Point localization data
● ● ● ● ● ● ●

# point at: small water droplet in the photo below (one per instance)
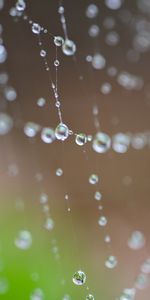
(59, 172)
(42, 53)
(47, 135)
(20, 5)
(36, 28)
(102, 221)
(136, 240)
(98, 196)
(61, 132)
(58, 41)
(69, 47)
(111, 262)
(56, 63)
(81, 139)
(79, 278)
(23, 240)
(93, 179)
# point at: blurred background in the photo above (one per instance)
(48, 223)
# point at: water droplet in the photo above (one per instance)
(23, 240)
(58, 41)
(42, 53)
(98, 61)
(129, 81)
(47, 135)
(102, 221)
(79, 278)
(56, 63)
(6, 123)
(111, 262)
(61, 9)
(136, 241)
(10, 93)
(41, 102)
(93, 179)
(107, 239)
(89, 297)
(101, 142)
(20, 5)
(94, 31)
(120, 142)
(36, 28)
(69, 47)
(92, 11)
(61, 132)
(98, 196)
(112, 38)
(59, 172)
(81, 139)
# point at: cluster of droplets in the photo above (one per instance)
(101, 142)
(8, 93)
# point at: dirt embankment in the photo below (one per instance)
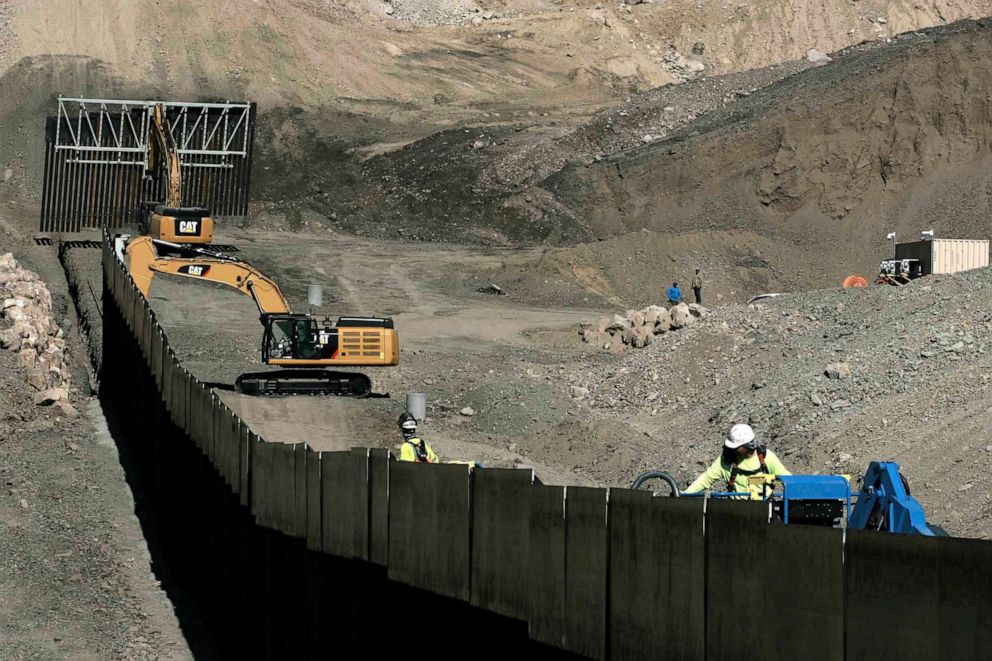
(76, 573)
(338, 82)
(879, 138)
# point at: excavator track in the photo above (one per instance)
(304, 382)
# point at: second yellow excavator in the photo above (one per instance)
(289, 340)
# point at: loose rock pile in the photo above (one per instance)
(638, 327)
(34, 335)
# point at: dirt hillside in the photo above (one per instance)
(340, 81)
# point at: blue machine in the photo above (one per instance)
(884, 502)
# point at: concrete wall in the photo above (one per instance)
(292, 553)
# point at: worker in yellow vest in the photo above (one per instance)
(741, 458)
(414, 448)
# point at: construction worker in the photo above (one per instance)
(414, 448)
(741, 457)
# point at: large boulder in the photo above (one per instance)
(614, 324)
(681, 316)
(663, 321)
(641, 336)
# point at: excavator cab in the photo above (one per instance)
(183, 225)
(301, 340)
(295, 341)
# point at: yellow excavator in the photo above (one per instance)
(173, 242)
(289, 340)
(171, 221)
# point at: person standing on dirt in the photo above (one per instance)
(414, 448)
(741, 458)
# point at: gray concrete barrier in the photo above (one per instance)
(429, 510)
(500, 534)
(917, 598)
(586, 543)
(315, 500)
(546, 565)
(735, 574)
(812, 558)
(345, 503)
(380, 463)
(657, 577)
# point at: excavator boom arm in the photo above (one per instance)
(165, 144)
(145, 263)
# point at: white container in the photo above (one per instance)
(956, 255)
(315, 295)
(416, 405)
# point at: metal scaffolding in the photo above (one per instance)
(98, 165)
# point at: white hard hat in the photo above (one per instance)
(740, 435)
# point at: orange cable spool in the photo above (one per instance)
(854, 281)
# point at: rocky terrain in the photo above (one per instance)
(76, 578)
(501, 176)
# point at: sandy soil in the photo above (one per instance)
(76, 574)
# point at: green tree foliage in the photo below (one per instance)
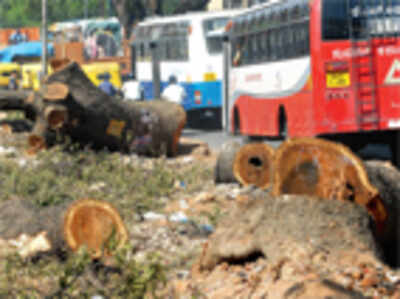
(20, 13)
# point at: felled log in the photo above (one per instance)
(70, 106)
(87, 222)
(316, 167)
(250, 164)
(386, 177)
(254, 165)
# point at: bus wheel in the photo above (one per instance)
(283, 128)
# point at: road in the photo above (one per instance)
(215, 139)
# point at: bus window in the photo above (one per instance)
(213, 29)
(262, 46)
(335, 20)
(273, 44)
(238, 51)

● ● ● ● ● ● ●

All entries are to be retyped exactly. Omit any embedded images.

Answer below
# point at: small water droplet in the photo below (one per instance)
(59, 172)
(42, 53)
(47, 135)
(20, 5)
(36, 28)
(102, 221)
(136, 240)
(98, 196)
(61, 132)
(58, 41)
(69, 47)
(111, 262)
(56, 63)
(81, 139)
(79, 278)
(23, 240)
(93, 179)
# point at: blurred background in the photo above (one per instance)
(48, 223)
# point at: water droplet in the photo above (one per instance)
(23, 240)
(58, 41)
(42, 53)
(98, 61)
(129, 81)
(47, 135)
(102, 221)
(79, 278)
(56, 63)
(6, 123)
(111, 262)
(61, 9)
(136, 241)
(10, 93)
(41, 102)
(93, 179)
(107, 239)
(89, 297)
(101, 142)
(20, 5)
(94, 31)
(120, 142)
(36, 28)
(69, 47)
(92, 11)
(61, 132)
(98, 196)
(112, 38)
(59, 172)
(81, 139)
# point at: cluster of droplets in the photo above (one per instance)
(101, 142)
(8, 93)
# point at: dirt embankment in the photo below (one per instance)
(76, 573)
(338, 82)
(879, 138)
# point at: excavator track in the photo above (one per instance)
(304, 382)
# point at: second yellow excavator in the photo above (one per instance)
(289, 340)
# point at: loose rock pile in the photo above (one per instance)
(638, 327)
(34, 335)
# point at: dirt hillside in the photo above (one per instance)
(340, 81)
# point at: blue machine in the photo above (one per instance)
(884, 502)
# point at: concrete wall in the photo above (one per instance)
(292, 553)
# point at: worker in yellow vest in the photo above (one per instance)
(741, 458)
(414, 448)
# point at: construction worker in the photo above (one per instance)
(414, 448)
(741, 457)
# point at: large boulder in the photo above (one per instance)
(614, 324)
(681, 316)
(663, 321)
(641, 336)
# point at: excavator cab in the photo above (one per instance)
(183, 225)
(301, 340)
(295, 341)
# point at: yellow excavator in the photo above (one per instance)
(173, 242)
(289, 340)
(171, 221)
# point at: person standing on dirt in the photo above (one per instance)
(414, 448)
(741, 458)
# point at: gray concrete barrier in the photo above (one per instance)
(429, 510)
(500, 534)
(917, 598)
(586, 543)
(315, 500)
(546, 565)
(735, 574)
(812, 558)
(345, 503)
(380, 463)
(657, 577)
# point at: excavator boom arm in the photo above (one per instance)
(165, 144)
(145, 263)
# point at: white container in the photo above (one per instance)
(956, 255)
(315, 295)
(416, 405)
# point at: metal scaffolding in the photo above (one per instance)
(98, 165)
# point at: white hard hat in the photo above (one per instance)
(740, 435)
# point at: orange cable spool in the photo above (one per instance)
(854, 281)
# point at: rocky terrain in the photo above (one per instance)
(76, 578)
(501, 176)
# point at: sandy soil in the photo above (one per instance)
(76, 574)
# point at: green tree foliage in the photo below (one per instance)
(20, 13)
# point at: felled log in the photo above (one per instance)
(70, 106)
(87, 222)
(316, 167)
(250, 164)
(386, 177)
(254, 165)
# point at: bus wheel in the photo above (one per instance)
(283, 128)
# point at: road in the photo above (one per instance)
(215, 139)
# point at: bus window in the photo above (one per instance)
(213, 29)
(262, 46)
(335, 20)
(273, 44)
(238, 51)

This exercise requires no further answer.